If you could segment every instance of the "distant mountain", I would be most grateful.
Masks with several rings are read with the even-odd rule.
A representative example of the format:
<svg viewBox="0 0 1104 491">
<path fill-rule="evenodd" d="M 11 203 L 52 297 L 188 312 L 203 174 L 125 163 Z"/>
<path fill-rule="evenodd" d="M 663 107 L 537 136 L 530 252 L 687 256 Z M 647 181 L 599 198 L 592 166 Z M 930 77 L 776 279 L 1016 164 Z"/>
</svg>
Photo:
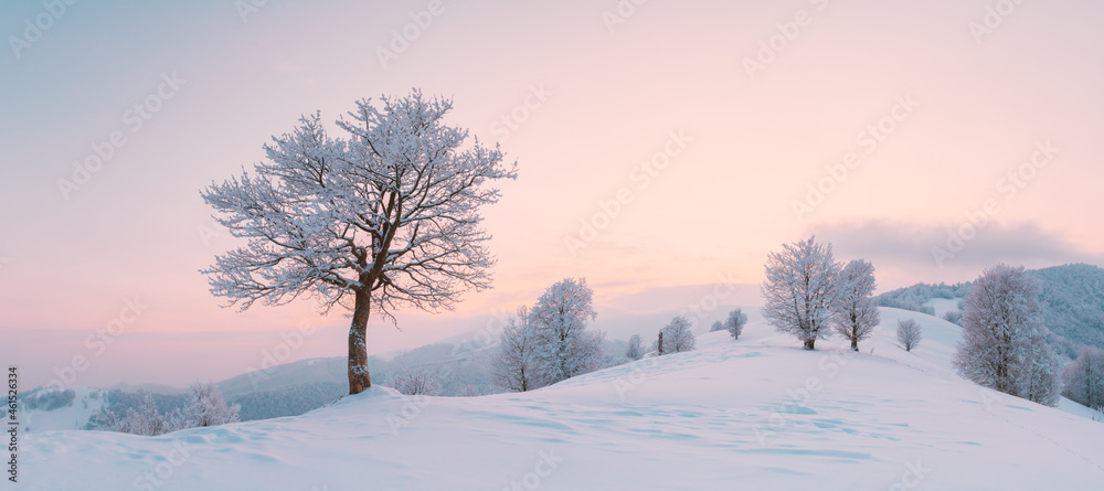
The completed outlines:
<svg viewBox="0 0 1104 491">
<path fill-rule="evenodd" d="M 1039 281 L 1044 305 L 1043 322 L 1054 334 L 1059 353 L 1075 357 L 1082 345 L 1104 349 L 1104 269 L 1087 264 L 1069 264 L 1032 269 L 1028 275 Z M 963 299 L 973 282 L 955 285 L 916 284 L 887 291 L 878 305 L 935 314 L 937 299 Z"/>
</svg>

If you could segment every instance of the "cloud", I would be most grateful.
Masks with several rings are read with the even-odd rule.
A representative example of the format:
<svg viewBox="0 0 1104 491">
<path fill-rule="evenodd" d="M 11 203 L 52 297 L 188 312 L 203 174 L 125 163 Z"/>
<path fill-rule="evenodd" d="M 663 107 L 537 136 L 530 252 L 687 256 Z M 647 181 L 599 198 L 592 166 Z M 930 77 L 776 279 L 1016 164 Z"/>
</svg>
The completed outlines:
<svg viewBox="0 0 1104 491">
<path fill-rule="evenodd" d="M 1039 268 L 1068 263 L 1104 264 L 1104 256 L 1082 250 L 1038 224 L 991 223 L 970 226 L 917 226 L 891 221 L 818 226 L 818 239 L 830 242 L 840 258 L 862 257 L 915 281 L 972 279 L 981 269 L 1005 263 Z"/>
</svg>

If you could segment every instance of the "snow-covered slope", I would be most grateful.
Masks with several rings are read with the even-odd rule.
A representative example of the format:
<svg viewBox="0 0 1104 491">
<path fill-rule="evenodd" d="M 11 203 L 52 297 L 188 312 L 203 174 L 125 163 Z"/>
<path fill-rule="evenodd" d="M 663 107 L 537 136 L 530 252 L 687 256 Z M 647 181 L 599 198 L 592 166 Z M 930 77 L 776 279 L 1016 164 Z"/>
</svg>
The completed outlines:
<svg viewBox="0 0 1104 491">
<path fill-rule="evenodd" d="M 924 341 L 896 345 L 915 317 Z M 298 417 L 146 438 L 26 436 L 26 489 L 1098 489 L 1104 425 L 954 375 L 954 324 L 882 310 L 877 335 L 803 351 L 733 341 L 524 394 L 374 387 Z M 517 485 L 514 485 L 514 483 Z"/>
</svg>

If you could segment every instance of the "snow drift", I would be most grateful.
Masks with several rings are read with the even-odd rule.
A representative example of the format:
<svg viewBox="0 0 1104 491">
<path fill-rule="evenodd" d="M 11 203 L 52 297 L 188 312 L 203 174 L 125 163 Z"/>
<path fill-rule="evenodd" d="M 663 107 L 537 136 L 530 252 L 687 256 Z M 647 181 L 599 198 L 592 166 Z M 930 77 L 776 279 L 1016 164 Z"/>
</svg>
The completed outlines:
<svg viewBox="0 0 1104 491">
<path fill-rule="evenodd" d="M 924 341 L 906 353 L 898 320 Z M 758 316 L 733 341 L 521 394 L 373 387 L 298 417 L 160 437 L 25 437 L 23 489 L 1092 489 L 1104 425 L 949 366 L 957 325 L 882 309 L 815 352 Z M 1063 404 L 1069 404 L 1063 401 Z"/>
</svg>

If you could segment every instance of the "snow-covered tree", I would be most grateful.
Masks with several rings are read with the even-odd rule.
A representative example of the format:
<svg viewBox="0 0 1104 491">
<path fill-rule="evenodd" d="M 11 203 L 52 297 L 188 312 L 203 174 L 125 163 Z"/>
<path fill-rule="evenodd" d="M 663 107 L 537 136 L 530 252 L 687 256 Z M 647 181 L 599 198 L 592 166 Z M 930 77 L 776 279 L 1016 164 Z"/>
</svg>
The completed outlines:
<svg viewBox="0 0 1104 491">
<path fill-rule="evenodd" d="M 161 414 L 153 401 L 153 394 L 142 393 L 141 405 L 137 409 L 128 407 L 124 416 L 100 409 L 93 417 L 99 423 L 97 429 L 103 431 L 128 433 L 147 437 L 163 435 L 180 429 L 179 415 Z"/>
<path fill-rule="evenodd" d="M 729 318 L 724 320 L 724 330 L 729 331 L 732 339 L 740 339 L 740 334 L 744 332 L 746 323 L 747 314 L 742 309 L 736 309 L 729 312 Z"/>
<path fill-rule="evenodd" d="M 904 348 L 904 351 L 912 351 L 923 339 L 924 334 L 921 332 L 920 323 L 912 319 L 898 321 L 898 341 L 901 342 L 901 348 Z M 854 343 L 851 345 L 853 346 Z"/>
<path fill-rule="evenodd" d="M 994 391 L 1054 403 L 1054 355 L 1047 346 L 1039 287 L 1022 267 L 986 269 L 963 301 L 954 365 Z"/>
<path fill-rule="evenodd" d="M 405 395 L 440 395 L 437 374 L 422 367 L 404 366 L 391 374 L 389 383 Z"/>
<path fill-rule="evenodd" d="M 604 334 L 586 329 L 597 318 L 593 291 L 585 278 L 565 278 L 550 286 L 529 312 L 537 332 L 541 385 L 551 385 L 602 367 Z"/>
<path fill-rule="evenodd" d="M 475 385 L 465 385 L 463 388 L 460 388 L 459 393 L 459 397 L 478 397 L 481 395 L 482 392 L 479 391 L 479 387 L 476 387 Z"/>
<path fill-rule="evenodd" d="M 859 351 L 859 341 L 870 338 L 881 322 L 873 299 L 878 288 L 874 265 L 862 259 L 851 260 L 840 271 L 837 286 L 839 295 L 832 312 L 836 332 L 851 341 L 852 351 Z"/>
<path fill-rule="evenodd" d="M 628 339 L 628 348 L 625 349 L 625 357 L 629 360 L 640 360 L 644 357 L 644 340 L 640 334 L 633 334 Z"/>
<path fill-rule="evenodd" d="M 242 310 L 300 296 L 325 311 L 352 312 L 349 393 L 371 386 L 365 333 L 372 309 L 449 309 L 489 287 L 493 258 L 480 209 L 498 201 L 495 180 L 517 175 L 499 148 L 448 126 L 449 99 L 364 99 L 347 134 L 330 137 L 319 114 L 264 147 L 267 160 L 202 196 L 216 221 L 248 243 L 202 270 L 211 292 Z"/>
<path fill-rule="evenodd" d="M 241 410 L 242 406 L 237 404 L 226 404 L 217 385 L 197 382 L 188 389 L 181 424 L 184 428 L 198 428 L 237 423 Z"/>
<path fill-rule="evenodd" d="M 839 271 L 830 244 L 809 237 L 783 245 L 782 252 L 767 256 L 763 317 L 778 332 L 795 335 L 806 350 L 815 349 L 818 339 L 831 334 Z"/>
<path fill-rule="evenodd" d="M 1104 410 L 1104 350 L 1085 346 L 1062 372 L 1062 395 L 1078 404 Z"/>
<path fill-rule="evenodd" d="M 1018 394 L 1044 406 L 1058 404 L 1061 389 L 1061 370 L 1054 351 L 1047 344 L 1045 335 L 1029 342 L 1022 363 L 1017 364 L 1013 376 Z"/>
<path fill-rule="evenodd" d="M 537 342 L 537 331 L 529 322 L 529 308 L 521 306 L 499 335 L 499 353 L 491 361 L 495 383 L 514 392 L 540 387 Z"/>
<path fill-rule="evenodd" d="M 657 339 L 656 345 L 651 346 L 659 354 L 673 354 L 694 350 L 696 339 L 693 331 L 690 330 L 690 320 L 686 317 L 675 317 L 659 333 L 660 337 Z M 659 345 L 659 339 L 664 340 L 662 346 Z"/>
</svg>

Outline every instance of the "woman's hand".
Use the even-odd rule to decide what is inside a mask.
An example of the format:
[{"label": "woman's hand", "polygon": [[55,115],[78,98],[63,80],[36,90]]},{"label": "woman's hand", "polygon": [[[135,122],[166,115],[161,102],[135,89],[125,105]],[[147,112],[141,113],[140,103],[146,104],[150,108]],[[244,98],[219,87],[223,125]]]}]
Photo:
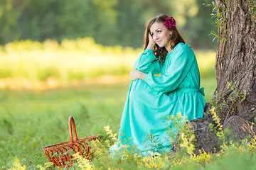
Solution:
[{"label": "woman's hand", "polygon": [[136,80],[136,79],[145,79],[145,75],[144,72],[139,72],[139,70],[132,70],[130,72],[130,80]]},{"label": "woman's hand", "polygon": [[153,38],[151,35],[150,33],[149,33],[149,44],[148,46],[146,47],[146,49],[153,50],[155,45],[156,42],[154,41]]}]

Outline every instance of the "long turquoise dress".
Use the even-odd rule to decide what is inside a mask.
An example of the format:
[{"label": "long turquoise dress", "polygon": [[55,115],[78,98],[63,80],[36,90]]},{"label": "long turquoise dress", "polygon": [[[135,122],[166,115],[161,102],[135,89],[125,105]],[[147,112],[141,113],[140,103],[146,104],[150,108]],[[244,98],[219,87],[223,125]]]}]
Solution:
[{"label": "long turquoise dress", "polygon": [[[163,118],[178,113],[188,120],[201,118],[206,104],[197,61],[188,45],[178,44],[163,64],[155,59],[153,50],[146,50],[134,64],[135,69],[146,73],[145,80],[130,84],[118,136],[122,144],[135,145],[144,155],[148,155],[146,136],[150,132],[157,136],[164,151],[171,148]],[[110,154],[119,147],[118,142],[112,146]]]}]

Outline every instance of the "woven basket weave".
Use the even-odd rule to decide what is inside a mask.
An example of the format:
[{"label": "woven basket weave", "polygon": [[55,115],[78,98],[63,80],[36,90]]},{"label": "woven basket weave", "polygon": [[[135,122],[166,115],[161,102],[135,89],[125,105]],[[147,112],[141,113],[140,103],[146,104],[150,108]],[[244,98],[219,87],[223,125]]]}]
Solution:
[{"label": "woven basket weave", "polygon": [[[75,121],[72,116],[68,119],[68,128],[70,133],[70,142],[62,142],[55,145],[43,147],[43,150],[53,166],[70,166],[75,160],[73,159],[73,155],[79,152],[79,154],[88,160],[92,160],[94,158],[93,150],[90,146],[91,140],[100,140],[101,135],[94,135],[83,139],[78,139],[76,134]],[[73,138],[73,132],[74,137]]]}]

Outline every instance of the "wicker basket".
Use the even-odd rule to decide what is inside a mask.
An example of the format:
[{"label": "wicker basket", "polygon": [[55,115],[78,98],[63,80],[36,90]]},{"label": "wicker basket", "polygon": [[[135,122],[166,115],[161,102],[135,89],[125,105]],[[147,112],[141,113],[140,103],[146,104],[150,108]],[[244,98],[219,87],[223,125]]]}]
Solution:
[{"label": "wicker basket", "polygon": [[[94,135],[83,139],[78,139],[75,121],[72,116],[68,119],[68,128],[70,142],[62,142],[46,147],[43,147],[43,150],[46,157],[50,162],[53,163],[55,166],[63,167],[71,166],[75,162],[72,155],[78,152],[88,160],[92,160],[94,155],[93,151],[90,146],[90,142],[91,140],[100,140],[101,138],[101,135]],[[73,138],[72,129],[74,133],[74,140]]]}]

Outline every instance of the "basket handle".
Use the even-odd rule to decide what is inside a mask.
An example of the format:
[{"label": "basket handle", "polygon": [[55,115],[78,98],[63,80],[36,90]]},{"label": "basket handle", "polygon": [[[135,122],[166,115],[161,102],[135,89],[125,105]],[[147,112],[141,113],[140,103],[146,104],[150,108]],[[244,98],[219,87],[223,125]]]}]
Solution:
[{"label": "basket handle", "polygon": [[[72,125],[72,126],[71,126],[71,125]],[[69,129],[69,132],[70,132],[70,142],[73,143],[74,140],[75,140],[75,142],[76,142],[78,140],[78,135],[76,134],[75,121],[74,121],[74,119],[72,115],[70,116],[70,118],[68,119],[68,129]],[[74,140],[73,138],[72,129],[74,132],[74,137],[75,137]]]}]

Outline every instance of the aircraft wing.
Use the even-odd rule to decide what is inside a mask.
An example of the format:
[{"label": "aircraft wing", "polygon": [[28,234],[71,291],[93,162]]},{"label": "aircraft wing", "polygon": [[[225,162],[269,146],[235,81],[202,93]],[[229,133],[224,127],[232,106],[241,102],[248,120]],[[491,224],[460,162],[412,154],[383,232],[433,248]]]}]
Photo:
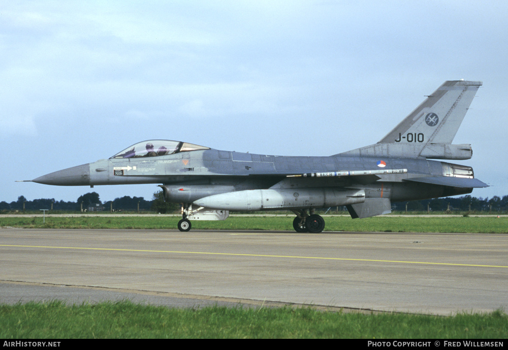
§
- REQUIRED TASK
Identify every line of the entries above that contains the string "most", and copy each one in full. Case counts.

- TASK RESULT
If you could segment every instance of the "distant mountain", I would be most grateful.
If you could segment every instance of the "cloud", I would be most grateful.
If you could segment every instance of the "snow-covered slope", I would be most grateful.
If you could segment every instance of the "snow drift", I would be most grateful.
If you could segment every instance of the "snow-covered tree", I would be most grateful.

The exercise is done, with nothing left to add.